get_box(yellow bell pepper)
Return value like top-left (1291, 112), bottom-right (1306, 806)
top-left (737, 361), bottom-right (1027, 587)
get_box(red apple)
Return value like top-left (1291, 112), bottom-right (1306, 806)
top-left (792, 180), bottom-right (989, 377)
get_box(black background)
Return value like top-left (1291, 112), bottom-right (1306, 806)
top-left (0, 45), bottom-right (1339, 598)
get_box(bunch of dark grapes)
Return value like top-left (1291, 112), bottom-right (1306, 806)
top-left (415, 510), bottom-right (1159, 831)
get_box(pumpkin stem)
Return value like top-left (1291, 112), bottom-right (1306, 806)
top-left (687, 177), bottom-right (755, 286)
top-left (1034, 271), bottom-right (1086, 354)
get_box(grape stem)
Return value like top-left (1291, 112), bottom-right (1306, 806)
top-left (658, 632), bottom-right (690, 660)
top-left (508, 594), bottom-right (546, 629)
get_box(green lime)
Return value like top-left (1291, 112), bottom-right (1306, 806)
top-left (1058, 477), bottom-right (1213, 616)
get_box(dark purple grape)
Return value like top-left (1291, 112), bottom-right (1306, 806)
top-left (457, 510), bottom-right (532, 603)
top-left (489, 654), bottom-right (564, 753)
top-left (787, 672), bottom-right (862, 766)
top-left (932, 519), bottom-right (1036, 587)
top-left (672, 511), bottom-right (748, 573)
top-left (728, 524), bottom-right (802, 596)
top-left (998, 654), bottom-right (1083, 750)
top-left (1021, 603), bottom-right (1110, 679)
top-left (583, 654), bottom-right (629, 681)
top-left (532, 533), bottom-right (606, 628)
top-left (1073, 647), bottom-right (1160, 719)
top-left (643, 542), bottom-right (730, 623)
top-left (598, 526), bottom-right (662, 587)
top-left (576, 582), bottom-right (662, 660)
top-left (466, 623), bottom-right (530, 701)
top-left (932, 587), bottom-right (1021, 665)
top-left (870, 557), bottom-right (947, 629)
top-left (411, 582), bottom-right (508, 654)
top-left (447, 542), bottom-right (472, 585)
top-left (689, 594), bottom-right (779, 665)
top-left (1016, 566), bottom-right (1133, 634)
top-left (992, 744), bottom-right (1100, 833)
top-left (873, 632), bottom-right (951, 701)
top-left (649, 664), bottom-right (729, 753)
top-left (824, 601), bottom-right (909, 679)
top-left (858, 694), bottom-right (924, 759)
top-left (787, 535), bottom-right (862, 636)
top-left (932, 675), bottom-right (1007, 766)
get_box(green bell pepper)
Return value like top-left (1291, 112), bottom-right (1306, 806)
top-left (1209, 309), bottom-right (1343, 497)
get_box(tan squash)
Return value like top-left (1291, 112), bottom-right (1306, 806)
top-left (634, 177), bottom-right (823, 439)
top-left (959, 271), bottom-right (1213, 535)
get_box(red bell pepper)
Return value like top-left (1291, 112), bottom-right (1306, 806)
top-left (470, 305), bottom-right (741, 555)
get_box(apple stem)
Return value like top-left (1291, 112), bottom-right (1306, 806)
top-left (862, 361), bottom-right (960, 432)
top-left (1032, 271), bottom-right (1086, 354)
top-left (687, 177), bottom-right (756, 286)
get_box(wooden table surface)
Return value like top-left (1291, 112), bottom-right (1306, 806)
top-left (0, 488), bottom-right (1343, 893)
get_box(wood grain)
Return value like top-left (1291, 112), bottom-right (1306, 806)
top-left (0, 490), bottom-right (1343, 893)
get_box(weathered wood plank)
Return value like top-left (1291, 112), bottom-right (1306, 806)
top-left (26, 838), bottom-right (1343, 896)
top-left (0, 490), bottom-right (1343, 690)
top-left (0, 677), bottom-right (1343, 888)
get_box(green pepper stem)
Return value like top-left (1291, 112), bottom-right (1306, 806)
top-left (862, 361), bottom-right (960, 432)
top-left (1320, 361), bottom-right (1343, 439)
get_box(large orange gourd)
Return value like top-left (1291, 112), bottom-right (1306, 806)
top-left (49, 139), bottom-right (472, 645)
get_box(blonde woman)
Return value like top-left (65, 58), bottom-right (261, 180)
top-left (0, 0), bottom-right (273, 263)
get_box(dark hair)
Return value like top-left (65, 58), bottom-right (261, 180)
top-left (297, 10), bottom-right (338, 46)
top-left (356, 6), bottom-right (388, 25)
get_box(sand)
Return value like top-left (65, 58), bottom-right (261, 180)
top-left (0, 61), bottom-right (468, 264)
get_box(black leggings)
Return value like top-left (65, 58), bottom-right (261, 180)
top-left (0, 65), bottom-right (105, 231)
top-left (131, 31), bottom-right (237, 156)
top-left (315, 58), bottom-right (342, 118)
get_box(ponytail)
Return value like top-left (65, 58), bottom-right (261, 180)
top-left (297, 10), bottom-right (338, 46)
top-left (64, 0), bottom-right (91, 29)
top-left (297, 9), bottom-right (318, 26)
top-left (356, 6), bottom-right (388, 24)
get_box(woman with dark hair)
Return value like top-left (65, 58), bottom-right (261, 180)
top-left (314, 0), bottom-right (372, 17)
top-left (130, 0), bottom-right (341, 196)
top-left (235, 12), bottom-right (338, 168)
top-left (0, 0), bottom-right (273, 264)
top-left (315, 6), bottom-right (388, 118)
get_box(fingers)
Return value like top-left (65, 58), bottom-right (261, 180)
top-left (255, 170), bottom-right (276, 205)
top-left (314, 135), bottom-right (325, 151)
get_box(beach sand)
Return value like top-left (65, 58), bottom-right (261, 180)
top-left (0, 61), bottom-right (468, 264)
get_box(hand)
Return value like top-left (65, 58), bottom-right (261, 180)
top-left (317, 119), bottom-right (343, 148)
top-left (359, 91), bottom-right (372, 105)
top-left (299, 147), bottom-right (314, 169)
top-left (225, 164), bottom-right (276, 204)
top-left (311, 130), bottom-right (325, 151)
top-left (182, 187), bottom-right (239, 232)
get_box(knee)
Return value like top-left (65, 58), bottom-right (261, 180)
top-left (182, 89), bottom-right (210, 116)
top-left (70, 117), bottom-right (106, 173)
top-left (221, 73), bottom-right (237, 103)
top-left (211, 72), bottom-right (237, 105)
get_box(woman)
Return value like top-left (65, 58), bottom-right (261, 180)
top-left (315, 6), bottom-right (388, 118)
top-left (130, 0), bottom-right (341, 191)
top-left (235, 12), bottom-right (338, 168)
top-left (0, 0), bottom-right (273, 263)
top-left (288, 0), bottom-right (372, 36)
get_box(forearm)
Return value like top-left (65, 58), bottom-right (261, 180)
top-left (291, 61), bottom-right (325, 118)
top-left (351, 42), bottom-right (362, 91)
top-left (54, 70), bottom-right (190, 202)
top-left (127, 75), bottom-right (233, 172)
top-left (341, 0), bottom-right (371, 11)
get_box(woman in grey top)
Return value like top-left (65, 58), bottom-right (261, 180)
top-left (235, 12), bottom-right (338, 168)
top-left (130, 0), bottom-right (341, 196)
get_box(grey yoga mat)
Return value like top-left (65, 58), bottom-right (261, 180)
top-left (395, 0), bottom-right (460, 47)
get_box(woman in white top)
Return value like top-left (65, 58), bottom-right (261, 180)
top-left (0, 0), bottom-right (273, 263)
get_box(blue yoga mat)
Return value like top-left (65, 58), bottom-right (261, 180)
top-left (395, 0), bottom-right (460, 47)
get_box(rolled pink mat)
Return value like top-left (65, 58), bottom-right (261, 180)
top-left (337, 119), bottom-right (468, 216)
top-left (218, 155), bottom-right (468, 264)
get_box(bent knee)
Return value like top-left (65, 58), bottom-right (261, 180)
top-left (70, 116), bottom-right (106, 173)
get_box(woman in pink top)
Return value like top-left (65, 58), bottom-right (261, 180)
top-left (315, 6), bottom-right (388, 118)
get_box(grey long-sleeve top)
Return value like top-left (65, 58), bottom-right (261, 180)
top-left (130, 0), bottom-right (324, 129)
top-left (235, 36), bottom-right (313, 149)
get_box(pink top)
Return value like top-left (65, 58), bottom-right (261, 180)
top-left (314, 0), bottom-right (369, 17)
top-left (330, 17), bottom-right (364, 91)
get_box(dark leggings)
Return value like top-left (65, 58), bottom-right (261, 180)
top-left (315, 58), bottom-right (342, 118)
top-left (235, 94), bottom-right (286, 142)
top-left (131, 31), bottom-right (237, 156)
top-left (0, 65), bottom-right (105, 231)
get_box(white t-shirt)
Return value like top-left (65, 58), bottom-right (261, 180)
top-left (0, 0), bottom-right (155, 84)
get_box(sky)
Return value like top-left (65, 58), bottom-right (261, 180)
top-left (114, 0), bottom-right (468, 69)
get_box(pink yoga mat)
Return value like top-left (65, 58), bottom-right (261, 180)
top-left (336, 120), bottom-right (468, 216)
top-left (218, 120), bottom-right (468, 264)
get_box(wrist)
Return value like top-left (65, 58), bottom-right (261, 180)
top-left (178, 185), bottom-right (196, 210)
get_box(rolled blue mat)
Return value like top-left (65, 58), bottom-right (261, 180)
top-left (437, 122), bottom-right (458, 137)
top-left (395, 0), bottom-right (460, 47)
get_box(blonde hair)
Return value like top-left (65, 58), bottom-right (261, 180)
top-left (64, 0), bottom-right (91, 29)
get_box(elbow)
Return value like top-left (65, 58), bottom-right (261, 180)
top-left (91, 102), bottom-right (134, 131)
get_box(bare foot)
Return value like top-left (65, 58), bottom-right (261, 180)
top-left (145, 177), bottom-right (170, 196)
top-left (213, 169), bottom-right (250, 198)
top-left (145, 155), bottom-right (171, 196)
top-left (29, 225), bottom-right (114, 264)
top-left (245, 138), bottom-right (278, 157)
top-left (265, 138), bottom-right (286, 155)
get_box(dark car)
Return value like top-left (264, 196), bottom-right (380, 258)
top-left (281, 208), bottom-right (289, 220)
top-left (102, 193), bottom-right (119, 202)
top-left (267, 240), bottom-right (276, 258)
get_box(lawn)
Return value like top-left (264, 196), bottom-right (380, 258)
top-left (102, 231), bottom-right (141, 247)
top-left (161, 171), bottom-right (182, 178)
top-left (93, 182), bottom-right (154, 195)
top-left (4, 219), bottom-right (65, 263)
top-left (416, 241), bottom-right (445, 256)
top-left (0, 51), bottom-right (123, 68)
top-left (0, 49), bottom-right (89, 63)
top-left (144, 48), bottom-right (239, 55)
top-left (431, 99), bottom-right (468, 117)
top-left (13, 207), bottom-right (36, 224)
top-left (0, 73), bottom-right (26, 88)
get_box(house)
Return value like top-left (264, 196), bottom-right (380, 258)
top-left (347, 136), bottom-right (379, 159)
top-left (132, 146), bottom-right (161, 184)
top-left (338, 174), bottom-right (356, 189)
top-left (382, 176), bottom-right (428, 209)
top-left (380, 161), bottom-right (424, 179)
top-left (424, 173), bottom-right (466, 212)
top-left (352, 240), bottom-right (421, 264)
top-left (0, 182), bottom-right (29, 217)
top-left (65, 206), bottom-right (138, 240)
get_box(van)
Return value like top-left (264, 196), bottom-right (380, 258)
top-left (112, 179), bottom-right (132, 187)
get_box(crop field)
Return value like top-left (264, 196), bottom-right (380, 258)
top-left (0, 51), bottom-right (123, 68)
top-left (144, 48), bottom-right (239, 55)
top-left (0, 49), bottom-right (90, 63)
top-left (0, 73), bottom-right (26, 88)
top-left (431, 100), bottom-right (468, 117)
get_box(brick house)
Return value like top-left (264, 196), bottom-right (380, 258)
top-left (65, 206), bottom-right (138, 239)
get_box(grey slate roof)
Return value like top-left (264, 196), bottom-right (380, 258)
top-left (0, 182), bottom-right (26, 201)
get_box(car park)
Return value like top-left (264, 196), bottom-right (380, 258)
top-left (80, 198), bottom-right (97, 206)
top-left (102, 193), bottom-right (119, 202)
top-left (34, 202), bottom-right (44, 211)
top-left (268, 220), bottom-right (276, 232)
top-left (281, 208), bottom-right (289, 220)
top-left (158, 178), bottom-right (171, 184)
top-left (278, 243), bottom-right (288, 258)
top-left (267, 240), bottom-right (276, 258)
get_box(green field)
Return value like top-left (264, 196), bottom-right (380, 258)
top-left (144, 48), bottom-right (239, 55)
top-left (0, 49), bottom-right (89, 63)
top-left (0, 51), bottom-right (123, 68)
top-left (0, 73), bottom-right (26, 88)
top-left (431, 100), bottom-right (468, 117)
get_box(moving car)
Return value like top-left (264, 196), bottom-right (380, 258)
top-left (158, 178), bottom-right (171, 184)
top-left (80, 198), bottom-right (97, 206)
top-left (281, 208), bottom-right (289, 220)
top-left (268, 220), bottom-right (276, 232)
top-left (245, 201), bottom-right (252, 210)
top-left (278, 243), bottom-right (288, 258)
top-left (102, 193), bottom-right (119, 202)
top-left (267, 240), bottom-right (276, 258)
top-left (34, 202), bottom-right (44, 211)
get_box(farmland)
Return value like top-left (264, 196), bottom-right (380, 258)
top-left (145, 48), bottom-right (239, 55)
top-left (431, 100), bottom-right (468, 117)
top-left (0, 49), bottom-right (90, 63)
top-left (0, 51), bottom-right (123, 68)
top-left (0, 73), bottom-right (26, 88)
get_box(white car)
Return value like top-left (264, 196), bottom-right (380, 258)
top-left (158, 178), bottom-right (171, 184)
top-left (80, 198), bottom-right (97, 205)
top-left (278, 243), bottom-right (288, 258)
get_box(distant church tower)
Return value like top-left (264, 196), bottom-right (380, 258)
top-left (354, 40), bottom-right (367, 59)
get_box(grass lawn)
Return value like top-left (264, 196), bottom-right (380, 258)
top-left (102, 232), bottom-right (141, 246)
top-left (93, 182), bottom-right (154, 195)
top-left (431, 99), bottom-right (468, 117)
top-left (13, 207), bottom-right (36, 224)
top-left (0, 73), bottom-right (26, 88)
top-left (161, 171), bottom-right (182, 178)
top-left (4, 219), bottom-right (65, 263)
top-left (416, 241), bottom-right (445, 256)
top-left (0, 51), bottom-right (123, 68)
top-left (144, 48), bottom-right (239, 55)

━━━

Exercise instructions: Add 138 to every number in the answer coordinates as you rewrite the data, starting at the first line and ending at the line containing "top-left (932, 675), bottom-right (1007, 766)". Reproduce all other lines, including the "Return value like" lines, without change.

The response:
get_box(yellow bell pepper)
Return value like top-left (1291, 112), bottom-right (1306, 806)
top-left (875, 499), bottom-right (1165, 725)
get_box(red apple)
Return value like top-left (1291, 112), bottom-right (1306, 806)
top-left (930, 318), bottom-right (1127, 515)
get_box(black background)
Return value like top-left (1291, 112), bottom-right (1306, 806)
top-left (138, 183), bottom-right (1477, 736)
get_box(bunch of dark grapes)
Return value like top-left (1291, 112), bottom-right (1306, 806)
top-left (553, 648), bottom-right (1297, 969)
get_box(pumpkin stem)
Return value like top-left (1291, 112), bottom-right (1306, 806)
top-left (825, 315), bottom-right (893, 424)
top-left (1172, 409), bottom-right (1224, 492)
get_box(grape stem)
Return value like top-left (1291, 112), bottom-right (1306, 806)
top-left (796, 770), bottom-right (828, 798)
top-left (646, 732), bottom-right (684, 767)
get_box(green lime)
Return value like top-left (1291, 112), bottom-right (1306, 806)
top-left (1196, 615), bottom-right (1351, 754)
get_box(dark purple grape)
Return value like top-left (1291, 112), bottom-right (1306, 806)
top-left (595, 648), bottom-right (670, 741)
top-left (627, 792), bottom-right (702, 891)
top-left (925, 810), bottom-right (1000, 904)
top-left (1070, 657), bottom-right (1174, 725)
top-left (810, 649), bottom-right (886, 711)
top-left (866, 662), bottom-right (940, 734)
top-left (1136, 792), bottom-right (1221, 888)
top-left (1159, 741), bottom-right (1248, 817)
top-left (721, 792), bottom-right (767, 819)
top-left (670, 671), bottom-right (744, 766)
top-left (1211, 785), bottom-right (1298, 857)
top-left (781, 680), bottom-right (868, 761)
top-left (736, 664), bottom-right (800, 725)
top-left (714, 720), bottom-right (800, 798)
top-left (604, 761), bottom-right (668, 839)
top-left (1070, 725), bottom-right (1159, 803)
top-left (1008, 695), bottom-right (1085, 767)
top-left (549, 720), bottom-right (646, 792)
top-left (585, 680), bottom-right (610, 723)
top-left (827, 732), bottom-right (917, 803)
top-left (1154, 704), bottom-right (1271, 772)
top-left (1130, 882), bottom-right (1238, 971)
top-left (1011, 770), bottom-right (1089, 839)
top-left (787, 802), bottom-right (867, 891)
top-left (962, 739), bottom-right (1047, 817)
top-left (996, 832), bottom-right (1062, 897)
top-left (925, 673), bottom-right (1000, 774)
top-left (1070, 813), bottom-right (1145, 904)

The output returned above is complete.